## [YOUR GOAL]
Rewrite every row from the line containing "Expected behaviour: the pointer places one marker on the striped" through the end of the rows, keeping the requests as they are. Scale each coordinate in the answers by 0.45 and round it to a whole number, with halves rounded up.

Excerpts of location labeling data
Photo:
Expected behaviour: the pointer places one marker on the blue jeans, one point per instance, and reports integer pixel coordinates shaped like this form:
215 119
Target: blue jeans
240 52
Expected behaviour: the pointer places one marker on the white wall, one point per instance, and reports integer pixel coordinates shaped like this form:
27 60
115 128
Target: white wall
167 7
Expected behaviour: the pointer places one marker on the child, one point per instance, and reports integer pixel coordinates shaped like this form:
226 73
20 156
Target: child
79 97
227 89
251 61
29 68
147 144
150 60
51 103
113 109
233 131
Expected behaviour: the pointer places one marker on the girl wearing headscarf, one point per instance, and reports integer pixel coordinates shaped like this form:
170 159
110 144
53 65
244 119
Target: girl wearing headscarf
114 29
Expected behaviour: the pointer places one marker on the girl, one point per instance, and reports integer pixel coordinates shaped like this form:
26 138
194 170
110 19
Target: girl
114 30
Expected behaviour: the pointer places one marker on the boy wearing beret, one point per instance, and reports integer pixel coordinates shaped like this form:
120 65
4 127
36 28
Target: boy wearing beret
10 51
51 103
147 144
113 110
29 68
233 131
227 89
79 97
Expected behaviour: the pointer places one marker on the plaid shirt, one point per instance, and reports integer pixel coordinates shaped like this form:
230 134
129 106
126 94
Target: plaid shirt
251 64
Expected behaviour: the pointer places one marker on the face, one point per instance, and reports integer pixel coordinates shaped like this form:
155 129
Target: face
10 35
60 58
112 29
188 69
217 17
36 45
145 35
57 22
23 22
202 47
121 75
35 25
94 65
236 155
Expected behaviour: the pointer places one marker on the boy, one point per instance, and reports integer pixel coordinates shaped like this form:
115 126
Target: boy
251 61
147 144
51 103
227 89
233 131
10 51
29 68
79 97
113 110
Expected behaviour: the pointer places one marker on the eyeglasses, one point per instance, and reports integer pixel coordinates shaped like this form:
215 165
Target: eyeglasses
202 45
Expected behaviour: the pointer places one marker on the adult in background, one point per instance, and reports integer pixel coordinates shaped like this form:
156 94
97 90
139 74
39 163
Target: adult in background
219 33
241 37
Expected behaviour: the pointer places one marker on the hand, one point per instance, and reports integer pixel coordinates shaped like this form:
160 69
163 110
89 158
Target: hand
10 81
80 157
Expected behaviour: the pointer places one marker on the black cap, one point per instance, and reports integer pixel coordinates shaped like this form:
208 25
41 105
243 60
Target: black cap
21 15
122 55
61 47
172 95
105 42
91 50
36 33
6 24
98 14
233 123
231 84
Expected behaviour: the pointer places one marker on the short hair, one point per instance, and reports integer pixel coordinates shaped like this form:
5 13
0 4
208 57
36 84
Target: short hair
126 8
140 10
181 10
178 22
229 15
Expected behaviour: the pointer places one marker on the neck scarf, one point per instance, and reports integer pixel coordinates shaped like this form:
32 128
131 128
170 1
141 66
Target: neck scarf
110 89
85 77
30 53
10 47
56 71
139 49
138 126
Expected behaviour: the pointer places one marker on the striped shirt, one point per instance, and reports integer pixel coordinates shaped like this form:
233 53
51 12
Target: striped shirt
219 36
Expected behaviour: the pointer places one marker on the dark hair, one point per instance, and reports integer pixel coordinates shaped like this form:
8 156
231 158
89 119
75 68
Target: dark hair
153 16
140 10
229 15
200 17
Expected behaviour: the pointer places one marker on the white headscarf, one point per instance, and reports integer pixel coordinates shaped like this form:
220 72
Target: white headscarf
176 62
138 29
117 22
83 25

## [ANSWER TO THE PROBLEM]
Expected behaviour: the pointer places one marker on the striped shirt, one point per instance, and reports integer pixel coordinates shaped like this form:
233 53
51 12
Target: striped shirt
99 16
Expected behaviour: the pointer places one marker on the dark hair, one point per instance, and reports integer pixel coordinates shaped like this form:
8 156
231 158
89 119
75 68
Target: dark hair
69 7
63 5
103 7
90 8
Expected behaviour: the pointer places one marker on the white headscarf, one point per instance, and reports integer pixel coordinates shaped like this form:
220 72
Target: white headscarf
79 28
62 13
53 10
37 11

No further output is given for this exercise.